→ **PASSAGE TO READ**:
BEGIN
W/A need a law on biotechnology - Prof

By GNA

Accra, Jan. 20, GNA- Professor Walter Sandow Alhassan, West African Coordinator, Programme for Bio-Safety Systems on Friday expressed regret that no West African country had put in place a bio-safety law in this age of Genetically Modified Organism. He said: "As at now no country within the Sub-Region has a bio-safety law in place, although Ghana and Nigeria have made great advancement in the formulation of their biotechnological framework and safety guidelines.

"Ghana's framework is still before Cabinet awaiting passage into law," he told over 40 participants from Ghana, Nigeria, Burkina Faso, Togo, Liberia and South Africa at the end of a five-day international workshop on biotechnology and bio-safety which opened in Accra last Monday.

The workshop was organised by the United Nations Economic Commission for Africa (UNECA) with collaboration from the Ministry of Environment and Science.
END
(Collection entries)
BEGIN
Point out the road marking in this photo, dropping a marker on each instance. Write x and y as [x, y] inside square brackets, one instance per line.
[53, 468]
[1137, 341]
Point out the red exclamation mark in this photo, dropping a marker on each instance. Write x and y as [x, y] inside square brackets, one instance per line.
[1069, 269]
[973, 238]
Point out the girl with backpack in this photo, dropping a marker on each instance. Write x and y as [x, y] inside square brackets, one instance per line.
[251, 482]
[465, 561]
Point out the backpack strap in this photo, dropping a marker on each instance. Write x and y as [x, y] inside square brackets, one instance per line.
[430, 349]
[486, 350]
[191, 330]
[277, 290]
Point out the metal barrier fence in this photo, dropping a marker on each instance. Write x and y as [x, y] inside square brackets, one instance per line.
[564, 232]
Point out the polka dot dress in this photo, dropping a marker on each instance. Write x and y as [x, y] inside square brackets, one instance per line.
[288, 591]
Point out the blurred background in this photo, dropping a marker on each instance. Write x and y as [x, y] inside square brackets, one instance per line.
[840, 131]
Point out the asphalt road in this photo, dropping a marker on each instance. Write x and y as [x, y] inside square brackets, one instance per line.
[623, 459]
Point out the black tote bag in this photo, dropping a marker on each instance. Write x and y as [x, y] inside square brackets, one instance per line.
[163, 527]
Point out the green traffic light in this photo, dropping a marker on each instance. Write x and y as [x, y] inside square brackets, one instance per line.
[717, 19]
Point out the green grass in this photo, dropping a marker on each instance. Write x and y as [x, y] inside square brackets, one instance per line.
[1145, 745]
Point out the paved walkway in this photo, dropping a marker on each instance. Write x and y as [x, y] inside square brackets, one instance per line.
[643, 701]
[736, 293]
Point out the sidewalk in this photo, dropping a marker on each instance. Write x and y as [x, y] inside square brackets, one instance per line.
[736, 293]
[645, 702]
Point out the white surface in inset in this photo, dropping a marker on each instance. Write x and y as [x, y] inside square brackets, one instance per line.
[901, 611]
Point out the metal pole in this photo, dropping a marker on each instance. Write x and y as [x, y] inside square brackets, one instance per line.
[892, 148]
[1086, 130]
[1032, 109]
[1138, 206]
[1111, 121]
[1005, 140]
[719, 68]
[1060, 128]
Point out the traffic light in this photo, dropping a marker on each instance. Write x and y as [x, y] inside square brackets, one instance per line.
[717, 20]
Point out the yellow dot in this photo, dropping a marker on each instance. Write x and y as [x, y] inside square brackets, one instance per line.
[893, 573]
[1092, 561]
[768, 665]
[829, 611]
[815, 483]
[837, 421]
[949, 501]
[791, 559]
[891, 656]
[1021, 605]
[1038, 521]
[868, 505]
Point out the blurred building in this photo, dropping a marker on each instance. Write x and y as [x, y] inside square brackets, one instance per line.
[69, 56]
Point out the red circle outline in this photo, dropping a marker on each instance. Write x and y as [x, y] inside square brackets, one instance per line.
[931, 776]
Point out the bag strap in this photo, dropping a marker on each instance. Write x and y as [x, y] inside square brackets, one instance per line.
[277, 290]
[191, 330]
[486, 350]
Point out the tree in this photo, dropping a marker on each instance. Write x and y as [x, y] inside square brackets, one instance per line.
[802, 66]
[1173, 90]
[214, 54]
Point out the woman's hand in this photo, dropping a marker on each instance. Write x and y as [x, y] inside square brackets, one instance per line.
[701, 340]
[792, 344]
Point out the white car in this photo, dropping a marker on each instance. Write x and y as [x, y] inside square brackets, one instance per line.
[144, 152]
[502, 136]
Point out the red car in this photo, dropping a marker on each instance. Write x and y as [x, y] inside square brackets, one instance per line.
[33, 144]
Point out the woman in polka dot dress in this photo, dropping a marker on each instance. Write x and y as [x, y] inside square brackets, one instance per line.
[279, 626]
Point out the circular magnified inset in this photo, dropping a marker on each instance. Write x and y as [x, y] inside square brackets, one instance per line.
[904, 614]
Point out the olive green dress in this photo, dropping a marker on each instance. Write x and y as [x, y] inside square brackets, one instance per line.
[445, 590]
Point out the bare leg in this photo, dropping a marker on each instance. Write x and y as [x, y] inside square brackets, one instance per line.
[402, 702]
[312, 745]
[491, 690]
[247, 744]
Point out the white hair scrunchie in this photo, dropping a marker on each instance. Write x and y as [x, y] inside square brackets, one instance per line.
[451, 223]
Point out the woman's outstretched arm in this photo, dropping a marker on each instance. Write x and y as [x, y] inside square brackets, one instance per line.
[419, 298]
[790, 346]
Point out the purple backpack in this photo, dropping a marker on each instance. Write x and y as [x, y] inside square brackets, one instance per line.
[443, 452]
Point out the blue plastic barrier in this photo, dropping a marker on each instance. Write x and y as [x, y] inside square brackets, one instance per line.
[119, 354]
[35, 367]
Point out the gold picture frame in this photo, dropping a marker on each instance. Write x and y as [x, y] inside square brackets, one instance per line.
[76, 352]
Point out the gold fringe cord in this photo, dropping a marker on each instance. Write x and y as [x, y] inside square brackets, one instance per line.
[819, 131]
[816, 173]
END
→ **INSTRUCTIONS**:
A. Rewrite the part of the biotechnology news report starting with "Accra, Jan. 20, GNA- Professor" and going on through "Environment and Science.", and swap "workshop" for "seminar".
B. Supply the next part of the biotechnology news report, continuing after its final sentence.

→ **RESPONSES BY ITEM NUMBER**:
A.
Accra, Jan. 20, GNA- Professor Walter Sandow Alhassan, West African Coordinator, Programme for Bio-Safety Systems on Friday expressed regret that no West African country had put in place a bio-safety law in this age of Genetically Modified Organism. He said: "As at now no country within the Sub-Region has a bio-safety law in place, although Ghana and Nigeria have made great advancement in the formulation of their biotechnological framework and safety guidelines.

"Ghana's framework is still before Cabinet awaiting passage into law," he told over 40 participants from Ghana, Nigeria, Burkina Faso, Togo, Liberia and South Africa at the end of a five-day international seminar on biotechnology and bio-safety which opened in Accra last Monday.

The seminar was organised by the United Nations Economic Commission for Africa (UNECA) with collaboration from the Ministry of Environment and Science.

B.
Biotechnology is a scientific system being used to improve gene culture in plants and animals to be either tolerant or resistant to diseases and weather conditions.

Prof Alhassan said Burkina Faso under a Presidential decree had planted genetically modified cotton, which was in its third year of production, hence the need for Ghana to get its laws in place as early as possible to control the movement of this cotton across its boarders. He said Ghana was party to the Cartagena Protocol on Bio-safety, hence the need for it to observe the obligations and rights of countries that were party to the protocol.

Opening the workshop Ms Christine Churcher, Minister of Environment and Science, told the participants: "Ghana, specifically and indeed Africa as a whole need to take advantage of the progress that has been made in modern biotechnology to be able to meet the Millennium Development Goals (MDGs).

She said the progress biotechnology had made in agriculture, health, energy and industry could go a long way to help Ghana to meet the targets set in the MDGs.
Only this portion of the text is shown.